* BEGIN Extract provided *

Hello /sci/ I'm visiting over from /k/ where the topic of EMPs arose specifically one caused by a solar flare.

Now I'm aware that a solar flare would throw out one hell of a lot of highly charged EM radiation. I'm just curious as to how a person could protect their home from those sorts of levels (which I'm guessing would be greater than any man made EMP).

A few primary questions are:
>If a home is self sufficient I.e. producing it's own electricity how would you best protect things like the solar panels or wind turbines?
>Would it be possible to build a faraday cage into the house? Such as building it into the basement?
>Would individual electronic devices need to be protected or would things like radios simply need to be unplugged? Does same apply to devices that are not plugged in?
>How much potential damage could a solar flare EMP do to the planet considering the small one in the 1800 caused substantial and we were less dependant on tech then?

>> No.8681913

You can't really protect your house short of rebuilding all your electronics from the ground up. If we had something like the Carrington event, most of your gizmos would break.

* END Extract provided *
* BEGIN Provided records *

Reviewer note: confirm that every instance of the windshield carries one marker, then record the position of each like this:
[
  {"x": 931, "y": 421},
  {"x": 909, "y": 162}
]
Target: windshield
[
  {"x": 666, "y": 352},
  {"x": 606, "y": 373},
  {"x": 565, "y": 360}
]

* END Provided records *

» **Tasks to complete**
A. Answer these questions from the solar flare post, one per line:
(i) Which board is the poster visiting from?
(ii) What historical event does the reply name?
(iii) Where in the house does the poster suggest building a faraday cage?
B. Count the lines in the entries that contain the string "windshield", with case counting, and give only the number.

» **Set of answers**
A.
(i) /k/
(ii) The Carrington event
(iii) The basement

B. 2